(Natural-language object grounding data)
—————

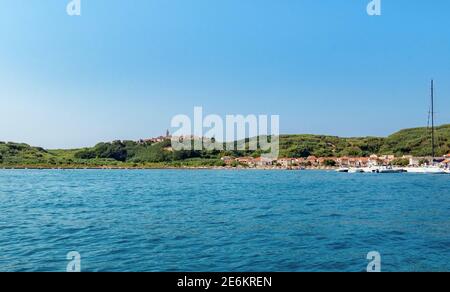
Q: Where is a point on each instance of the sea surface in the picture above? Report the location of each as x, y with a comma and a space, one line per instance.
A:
211, 220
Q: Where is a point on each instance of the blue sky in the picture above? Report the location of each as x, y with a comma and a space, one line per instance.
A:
123, 69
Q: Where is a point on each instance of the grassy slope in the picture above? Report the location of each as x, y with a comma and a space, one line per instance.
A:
410, 141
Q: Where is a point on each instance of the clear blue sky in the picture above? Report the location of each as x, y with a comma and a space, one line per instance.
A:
124, 68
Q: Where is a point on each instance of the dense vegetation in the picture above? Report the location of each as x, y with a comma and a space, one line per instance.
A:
132, 154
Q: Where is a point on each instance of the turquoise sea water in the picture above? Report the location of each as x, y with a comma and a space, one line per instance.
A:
176, 220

—————

### Try it:
The copy should match each line above exactly and contain no images.

### Task result:
Q: Where is a point on each instance of the sea surface in the picture above? Report the location of each as x, y with a comma and a space, one line per instance.
A:
211, 220
Q: Where is a point on each instance of the blue sky in the picture above? Report the location of each as x, y with a comma and a space, one line per instance.
A:
123, 69
Q: Where is a point on each instance of the grassy slope in the picture above? Report the location of each as x, y with a comma and a space, one line per instance.
A:
410, 141
Q: Where is a point on each instance of the clear blue sky in the picture above? Report the location of each as x, y with a comma and a space, one line per instance.
A:
124, 68
Q: Where is a point on each instance of the dense vegetation in the picture above? Report the location of each as x, y with a comma and a space, one line per instance.
A:
132, 154
Q: Where is a point on each instance of the turquoise sea water in the picture above? Report the location of each as x, y with a comma and a space, one line per instance.
A:
176, 220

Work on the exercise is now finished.